##### SOURCE PASSAGE

The Villages is a leading retirement community of around 90,000 residents in North Central Florida, located between Leesburg and Ocala. It was the brainchild of Harold Schwartz back in the early 1970s and he built a mobile home park called Orange Blossom Gardens. His idea was to create a friendly 55+ gated community around a town square which would be the hub of live music and dancing every evening.
He not only achieved this, but gradually added more and more villa homes as baby boomers realized the advantages of moving to an affordable home in this sunny area. The community continues to expand southwards and is now controlled by his family, headed by his son Gary Morse. It has a range of homes from neat two-bed villas with white picket fences to million dollar premier homes overlooking golf courses and lakes.
One of the unique selling features of the Villages from the outset was that the homes were built in small "villages" and they all had golf cart access with dedicated trails to the supermarkets, plazas, medical centers, banks and sports facilities that became an integral part of Villages life. The homes were planned around golf courses and residents were offered an unbeatable promise of free executive golf for life – an irresistible offer for most. Other activities included in the low monthly amenity fee are heated swimming pools and themed recreation centers with clubs and societies covering over 400 topics. There are bocce courts, pickleball courts, tennis courts and horseshoes in each community. The Villages has its own newspaper - the Daily Sun, its own TV and radio stations, a hospital, hospice, theater, charter school, polo field, fitness centers, country clubs and bowling alleys.
Currently the Villages has two town squares with a third one under construction. The original Spanish Springs town square is surrounded by restaurants, the Church on the Square, Katie Belle's Club and the Rialto cinema. The second town square is on the shores of the artificially landscaped Lake Sumter, complete with lighthouse and pleasure boats. It is surrounded by streets of small boutiques, bars, brand name stores such as Izod, Starbucks, Panera Bread and a host of small gift shops and restaurants along with the Old Mill Playhouse. The town squares continue to host live music every evening and Happy Hour drinks are sold from the faux fishing shacks. Market stalls and special events are held regularly in this bustling upbeat social hub on Market Square. Appropriately in this surreal happy-land the motto is "It's always a beautiful day in the Villages" and so it seems to be.
There is certainly always plenty going on with clubs for every interest from crafts to books and from archery to fitness classes, literally from dawn to dusk. The area has 40 recreation centers scattered around the sprawling conurbation, each beautifully designed and decorated to a high standard on particular themes. Rooms are used for drama, dance, church meetings, Red Hats groups and local get-togethers. And there's more! The Villages also has a College of Lifelong Learning with a packed prospectus of enrichment classes from mastering foreign languages to art appreciation and the latest computer skills.

##########

#### [EXERCISE 1]
Decide whether each statement agrees with the Villages passage, answering yes or no and quoting the words from the passage that decide it. (a) Harold Schwartz began with a mobile home park called Orange Blossom Gardens. (b) The Villages currently has three completed town squares. (c) The second town square sits beside Lake Sumter.
#### [EXERCISE 2]
Transcribe the Villages passage from "One of the unique" to "and bowling alleys.".

##### SOURCE MATERIAL

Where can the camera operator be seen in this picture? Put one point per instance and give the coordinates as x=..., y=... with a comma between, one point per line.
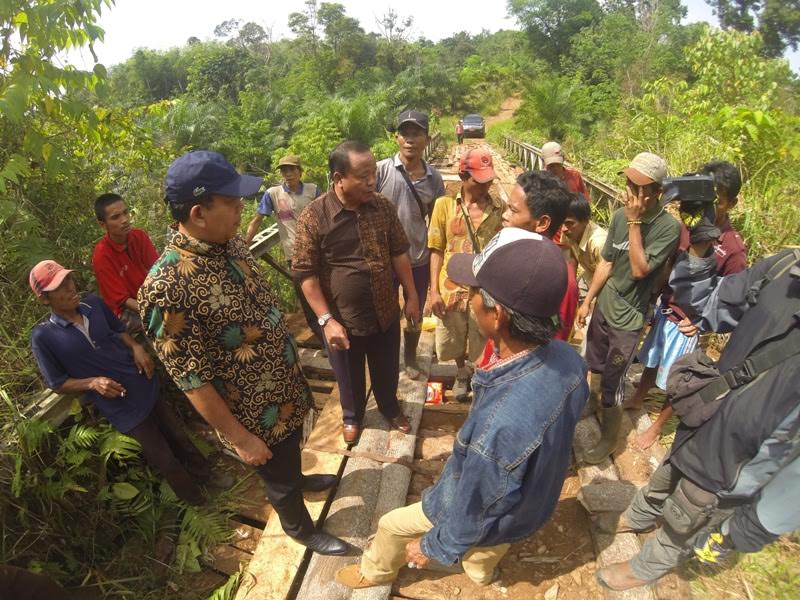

##########

#### [WRITTEN SOLUTION 1]
(a) Yes: "he built a mobile home park called Orange Blossom Gardens"
(b) No: "Currently the Villages has two town squares with a third one under construction"
(c) Yes: "The second town square is on the shores of the artificially landscaped Lake Sumter"

#### [WRITTEN SOLUTION 2]
One of the unique selling features of the Villages from the outset was that the homes were built in small "villages" and they all had golf cart access with dedicated trails to the supermarkets, plazas, medical centers, banks and sports facilities that became an integral part of Villages life. The homes were planned around golf courses and residents were offered an unbeatable promise of free executive golf for life – an irresistible offer for most. Other activities included in the low monthly amenity fee are heated swimming pools and themed recreation centers with clubs and societies covering over 400 topics. There are bocce courts, pickleball courts, tennis courts and horseshoes in each community. The Villages has its own newspaper - the Daily Sun, its own TV and radio stations, a hospital, hospice, theater, charter school, polo field, fitness centers, country clubs and bowling alleys.